Task details >>
Write the records below out again. Match them exactly.

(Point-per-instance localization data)
*****

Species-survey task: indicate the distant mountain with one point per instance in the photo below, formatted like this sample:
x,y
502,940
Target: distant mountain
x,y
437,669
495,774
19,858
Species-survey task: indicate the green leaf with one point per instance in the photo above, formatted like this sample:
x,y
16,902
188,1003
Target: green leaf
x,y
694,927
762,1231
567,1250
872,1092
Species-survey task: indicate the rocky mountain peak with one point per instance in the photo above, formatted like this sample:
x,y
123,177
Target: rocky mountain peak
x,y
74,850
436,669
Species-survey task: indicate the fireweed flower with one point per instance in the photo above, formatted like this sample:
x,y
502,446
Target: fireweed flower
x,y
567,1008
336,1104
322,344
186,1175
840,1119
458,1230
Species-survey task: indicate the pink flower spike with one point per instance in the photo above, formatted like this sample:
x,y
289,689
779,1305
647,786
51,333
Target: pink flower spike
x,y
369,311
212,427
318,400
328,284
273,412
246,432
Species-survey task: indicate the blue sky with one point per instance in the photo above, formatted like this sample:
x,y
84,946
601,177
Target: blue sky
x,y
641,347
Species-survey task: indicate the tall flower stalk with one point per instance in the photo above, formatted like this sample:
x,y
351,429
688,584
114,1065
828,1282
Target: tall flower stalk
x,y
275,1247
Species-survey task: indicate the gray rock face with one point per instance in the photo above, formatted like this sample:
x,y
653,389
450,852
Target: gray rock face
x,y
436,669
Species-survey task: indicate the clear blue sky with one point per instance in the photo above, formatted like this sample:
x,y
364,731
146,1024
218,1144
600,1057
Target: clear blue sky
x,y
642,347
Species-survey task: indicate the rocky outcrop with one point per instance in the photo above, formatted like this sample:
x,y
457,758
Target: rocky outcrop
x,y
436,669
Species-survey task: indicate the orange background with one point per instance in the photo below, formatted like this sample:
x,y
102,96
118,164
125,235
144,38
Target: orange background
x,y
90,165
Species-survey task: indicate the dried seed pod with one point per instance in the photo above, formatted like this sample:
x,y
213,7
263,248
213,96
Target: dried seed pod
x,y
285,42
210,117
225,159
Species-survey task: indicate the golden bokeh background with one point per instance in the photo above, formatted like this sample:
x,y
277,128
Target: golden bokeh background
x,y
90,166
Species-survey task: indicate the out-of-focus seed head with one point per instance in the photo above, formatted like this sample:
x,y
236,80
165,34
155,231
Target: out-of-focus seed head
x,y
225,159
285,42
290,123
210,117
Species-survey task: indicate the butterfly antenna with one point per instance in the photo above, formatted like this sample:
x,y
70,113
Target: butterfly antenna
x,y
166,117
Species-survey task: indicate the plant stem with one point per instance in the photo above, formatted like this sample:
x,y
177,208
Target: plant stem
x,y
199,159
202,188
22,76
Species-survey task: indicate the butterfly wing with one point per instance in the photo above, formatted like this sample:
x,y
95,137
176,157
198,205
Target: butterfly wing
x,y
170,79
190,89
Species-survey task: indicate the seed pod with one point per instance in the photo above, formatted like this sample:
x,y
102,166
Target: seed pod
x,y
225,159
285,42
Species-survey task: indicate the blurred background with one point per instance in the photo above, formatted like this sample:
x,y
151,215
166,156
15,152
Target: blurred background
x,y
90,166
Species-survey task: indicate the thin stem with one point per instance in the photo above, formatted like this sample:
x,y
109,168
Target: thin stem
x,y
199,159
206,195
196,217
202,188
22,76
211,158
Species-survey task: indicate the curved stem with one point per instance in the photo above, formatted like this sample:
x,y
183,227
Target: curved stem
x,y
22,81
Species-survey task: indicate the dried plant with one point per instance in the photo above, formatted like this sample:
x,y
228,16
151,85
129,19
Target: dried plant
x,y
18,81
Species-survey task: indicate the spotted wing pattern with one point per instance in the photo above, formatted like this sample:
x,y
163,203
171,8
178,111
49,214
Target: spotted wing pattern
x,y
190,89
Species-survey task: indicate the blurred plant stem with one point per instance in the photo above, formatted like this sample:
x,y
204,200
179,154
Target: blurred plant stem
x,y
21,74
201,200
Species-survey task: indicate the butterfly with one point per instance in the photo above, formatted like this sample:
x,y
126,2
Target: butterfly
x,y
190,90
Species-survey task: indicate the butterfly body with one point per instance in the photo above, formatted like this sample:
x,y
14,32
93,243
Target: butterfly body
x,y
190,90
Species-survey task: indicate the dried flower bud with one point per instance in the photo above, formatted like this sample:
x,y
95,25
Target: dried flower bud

*****

Solved problem >>
Species-survey task: indicate the distant mountain with one point per instance in the photo below, formatted like this sample:
x,y
502,940
Target: distant mountain
x,y
437,669
495,774
19,858
Species-survey task: indicate the green leaf with one point per instance in the photo above, formatted like this sample:
x,y
16,902
188,1003
Target: green leaf
x,y
694,927
762,1231
567,1250
872,1092
Species-survey task: indicate the rocky mountain peak with one point per instance in the photo above, formatted like this sample:
x,y
123,177
Target: rocky mountain peak
x,y
74,850
436,669
Species-survey task: indicate the fireweed flower with one point per instance in the photo above, formatted like this sample:
x,y
502,446
Target: fireweed flower
x,y
567,1008
336,1104
322,344
186,1175
840,1119
458,1230
Species-survey task: indicate the pink flower spike with one point per instance in the photo above, formatted like this sample:
x,y
289,689
779,1305
647,786
51,333
Target: pink flower spike
x,y
369,311
212,427
318,400
328,284
273,412
246,432
Species-survey task: indicate the blue sky with one point per instance in the photo above, formatted like this sample:
x,y
84,946
601,177
Target: blue sky
x,y
641,347
Species-survey task: indicate the tall flower stalk with one point per instance in the photo above, formatted like this sample:
x,y
351,429
688,584
114,1065
828,1282
Target: tall flower stalk
x,y
275,1247
Species-survey task: indicate the gray rock face with one point per instance in the photo above, formatted like this sample:
x,y
653,389
450,852
Target: gray rock face
x,y
436,669
Species-survey task: indicate the clear blue sky with one point per instance in the photo above, formatted like this sample:
x,y
364,731
146,1024
218,1144
600,1057
Target: clear blue sky
x,y
642,347
Species-survey task: indicate the rocky outcrop with one point per instance in the photo above, formatted like this sample:
x,y
457,758
Target: rocky outcrop
x,y
436,669
Species-survey task: indicate the orange background with one point per instance in the photo below, formatted like this sample:
x,y
102,96
118,164
125,235
144,38
Target: orange background
x,y
90,165
Species-survey task: indicate the dried seed pod with one point per instance in the photo above, formatted like this sample:
x,y
213,7
263,248
213,96
Target: dried seed pod
x,y
285,42
210,117
225,159
Species-survey task: indicate the golden bokeh background with one point per instance in the photo above, formatted like this sample:
x,y
277,128
Target: golden bokeh background
x,y
90,166
Species-survey task: indicate the out-of-focus seed head with one point per instance in the photo above, formatted like this sample:
x,y
236,80
165,34
155,231
Target: out-of-focus seed head
x,y
225,159
285,42
290,123
210,117
Species-survey task: indicate the butterfly antenna with one point per instance in the photo above, formatted like this sample:
x,y
70,113
Target: butterfly antenna
x,y
166,117
Species-survey task: indicate the plant stem with one point per instance in the photo above, formatted like this sample:
x,y
177,208
Target: plant stem
x,y
199,159
202,188
22,76
Species-survey task: indicate the butterfly wing with one point per instance in the photo above, formatted like this sample:
x,y
95,137
176,157
198,205
Target: butterfly wing
x,y
170,79
190,89
Species-survey task: indicate the seed pod with one point per instance in the photo above, formatted like this sample:
x,y
102,166
Target: seed pod
x,y
225,159
285,42
Species-survey task: indicate the blurred background with one point per instance in the photo above, formatted like this sample:
x,y
151,215
166,156
15,152
Target: blurred background
x,y
90,166
Species-survey task: indicate the thin stem with one point per instance in the photo above, formatted like this sample:
x,y
109,168
Target: thin stem
x,y
199,159
206,195
196,217
202,188
22,76
211,158
Species-survey task: indicate the curved stem with one point per instance in the photo above, formatted like this sample:
x,y
183,227
Target: curved stem
x,y
22,81
Species-survey task: indicate the dried plant with one point per instance in the photo above, formatted like this sample:
x,y
228,16
151,85
129,19
Target: dried plant
x,y
18,81
Species-survey task: indicate the spotted wing pattern with one point per instance in the photo above, formatted like this sample:
x,y
163,203
171,8
178,111
49,214
Target: spotted wing pattern
x,y
190,89
Species-survey task: indicate the blurred plant stem with one point per instance in the photo above, formatted like this sample:
x,y
204,200
179,154
Target: blurred plant stem
x,y
21,74
201,200
Species-survey task: indicate the butterfly with one point per instance in the photo above, formatted like this sample:
x,y
126,2
Target: butterfly
x,y
190,90
Species-survey task: indicate the butterfly body with one point per instance in the photo above, formatted like this sample:
x,y
14,32
93,243
Target: butterfly body
x,y
190,90
Species-survey task: indicate the dried flower bud with one point per instance in the photo above, formatted like this sample:
x,y
95,25
Target: dried flower bud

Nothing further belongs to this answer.